## What is required
Find the line that contains "panel, one point per instance.". Then set down that line and all the lines after it, to the end of the records, exactly and with nothing added.

•••••

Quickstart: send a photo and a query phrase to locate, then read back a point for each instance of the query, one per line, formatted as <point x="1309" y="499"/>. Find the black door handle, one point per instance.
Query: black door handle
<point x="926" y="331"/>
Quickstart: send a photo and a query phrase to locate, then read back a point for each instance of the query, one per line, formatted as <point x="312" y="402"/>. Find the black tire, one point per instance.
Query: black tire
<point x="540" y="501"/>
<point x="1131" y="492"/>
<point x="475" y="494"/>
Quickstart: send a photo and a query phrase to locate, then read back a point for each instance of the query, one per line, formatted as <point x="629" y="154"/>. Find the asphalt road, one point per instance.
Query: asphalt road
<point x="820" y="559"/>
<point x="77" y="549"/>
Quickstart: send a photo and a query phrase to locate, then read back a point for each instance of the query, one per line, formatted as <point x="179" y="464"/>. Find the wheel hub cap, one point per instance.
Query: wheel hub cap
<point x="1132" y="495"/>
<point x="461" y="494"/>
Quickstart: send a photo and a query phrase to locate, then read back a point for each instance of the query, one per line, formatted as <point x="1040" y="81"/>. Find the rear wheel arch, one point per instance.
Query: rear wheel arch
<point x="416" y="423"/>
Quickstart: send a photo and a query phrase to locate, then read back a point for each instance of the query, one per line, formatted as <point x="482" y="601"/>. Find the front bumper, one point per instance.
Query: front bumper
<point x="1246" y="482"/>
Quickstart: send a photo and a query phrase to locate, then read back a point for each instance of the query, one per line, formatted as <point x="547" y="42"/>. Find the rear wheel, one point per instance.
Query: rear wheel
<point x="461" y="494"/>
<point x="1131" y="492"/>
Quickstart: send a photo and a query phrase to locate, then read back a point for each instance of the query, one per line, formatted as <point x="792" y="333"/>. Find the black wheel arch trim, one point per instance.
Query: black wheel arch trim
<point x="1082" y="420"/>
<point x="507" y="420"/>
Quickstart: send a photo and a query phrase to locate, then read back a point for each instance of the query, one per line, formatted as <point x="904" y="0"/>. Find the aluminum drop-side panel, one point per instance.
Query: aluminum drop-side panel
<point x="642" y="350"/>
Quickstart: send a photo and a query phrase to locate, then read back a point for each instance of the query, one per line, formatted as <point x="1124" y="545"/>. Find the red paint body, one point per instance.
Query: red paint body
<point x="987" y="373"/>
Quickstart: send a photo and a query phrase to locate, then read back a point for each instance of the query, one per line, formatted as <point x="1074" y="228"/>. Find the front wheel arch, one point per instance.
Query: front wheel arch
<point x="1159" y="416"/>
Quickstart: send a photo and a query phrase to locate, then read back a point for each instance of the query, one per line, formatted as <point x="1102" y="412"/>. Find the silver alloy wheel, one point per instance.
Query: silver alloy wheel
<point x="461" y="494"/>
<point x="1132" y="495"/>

•••••

## Completed exercise
Quickstart: send a photo and a query phrase to locate, then read back a point for each instance of the query, one per line, formatted as <point x="904" y="0"/>. Find the aluminum drop-side panel, one point per instance.
Query: aluminum drop-side panel
<point x="642" y="350"/>
Quickstart: send a photo and a query phrase to locate, then read back a point for each instance of the query, one per line, formatted as <point x="1124" y="545"/>. Find the red paint body, one point per instance.
Query: red paint body
<point x="987" y="373"/>
Quickstart: send a photo and a query phrase to locate, then read back a point for each instance of the query, one per line, formatted as <point x="1074" y="228"/>. Find the front wheel arch, one point per instance.
Query: front wheel arch
<point x="1159" y="416"/>
Quickstart: send a photo and a query phrase to locate, then read back a point for each instance of the query, one per line, formatted as <point x="1102" y="412"/>. Find the silver alloy wheel, one point per instance.
Query: silver alloy wheel
<point x="461" y="494"/>
<point x="1132" y="495"/>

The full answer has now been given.